=== GEGEVEN TEKST ===
■ ■ ■ ■ ■

Buiten ons is er in de eindeloze ruimte, die wij nu innemen, geen hogere macht
en geen beter verstand dan het onze; wie zou ons het voordeel dan kunnen
betwisten?
Kijk, dat dacht
en zei de lichtgeest tegen zichzelf en dus ook tegen de onder hem staande
afgezonderde geesten. Zo gezegd, zo gedaan, en het gevolg was dat hij zichzelf
gevangen nam in zijn traagheid, waarin hij steeds meer vaste vorm aannam, en
het gevolg daarvan was dan weer de vorming van de materie, alles volgens de
goddelijke orde, want het onafwendbare gevolg van het niet houden van het
goddelijke gebod was net zo zeker vooruit bepaald, als de vrije toestand van de
geesten, die het gebod van God geheel aan en in zich vervuld hebben.
En zo namen de
hoofdgeest en met hem al zijn verwante geesten zichzelf door deze val zeer
hardnekkig en verbitterd gevangen. Hoe lang het hem echter bevallen zal om in
die gevangenschap te blijven, dat weet buiten God niemand in de gehele
oneindigheid, ook de engelen niet. Maar het is zeker, dat nu uit de verloren
zoon van het licht de afgezonderde geesten door de macht van God weer gewekt
worden, en in het vlees, als kinderen van
de wereld worden geplaatst. Zij krijgen de gelegenheid, net als de kinderen van boven, om zich te verheffen tot de hoogste voleinding van
de kinderen van God. GJE2-231:4-8
(De Heer:) »Het
lichaam is materie en is samengesteld uit de ergste zelfstandige delen van de
oerziel, die door de macht en de wijsheid van de goddelijke, eeuwige Geest in
die organische vorm gehouden worden. De vrijere ziel, die zo'n lichamelijke
vorm bewoont, wordt daardoor geheel van al het nodige voorzien. De in een
lichaam wonende ziel is natuurlijk in het begin niet veel reiner dan het
lichaam, omdat ook zij afstamt van de onreine oerziel van de gevallen satan.
Het lichaam is voor de nog onzuivere ziel eigenlijk niets anders dan een heel
wijs en heel goed en doelmatig ingerichte zuiveringsmachine. GEJ 210, 1-2)
Want op deze
Aarde of wereld wonen twee soorten mensen.

■ ■ ■ ■ ■

=== RUWE GEGEVENS ===

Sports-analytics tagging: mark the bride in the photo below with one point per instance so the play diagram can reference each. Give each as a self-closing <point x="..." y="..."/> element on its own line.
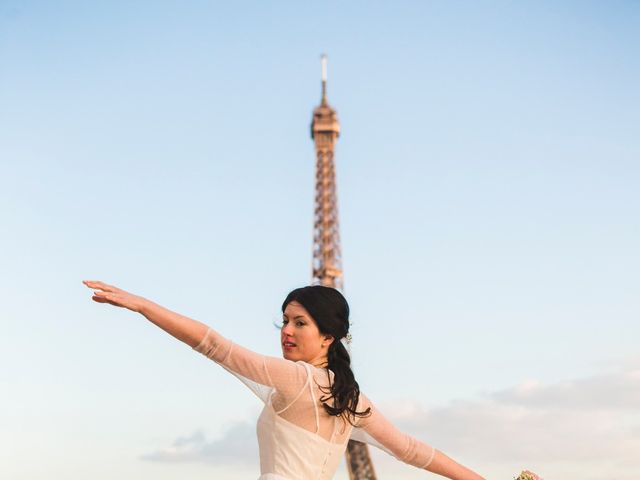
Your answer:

■ ■ ■ ■ ■

=== MAAK HET VOLGENDE ===
A. Geef bij elke uitspraak aan of die klopt met de gegeven tekst, en citeer de woorden uit de tekst die de doorslag geven.
(i) De engelen weten hoe lang de hoofdgeest in zijn gevangenschap zal blijven.
(ii) Het lichaam is voor de nog onzuivere ziel een zuiveringsmachine.
(iii) Op de aarde wonen drie soorten mensen.
B. Noem alle eigenschappen die de gegeven tekst aan de zuiveringsmachine toekent.
De gegevens heb je hier niet nodig.

=== UITGEWERKTE ANTWOORDEN ===
A.
(i) Nee: "dat weet buiten God niemand in de gehele oneindigheid, ook de engelen niet."
(ii) Ja: "Het lichaam is voor de nog onzuivere ziel eigenlijk niets anders dan een heel wijs en heel goed en doelmatig ingerichte zuiveringsmachine."
(iii) Nee: "Want op deze Aarde of wereld wonen twee soorten mensen."

B. wijs, goed, doelmatig ingericht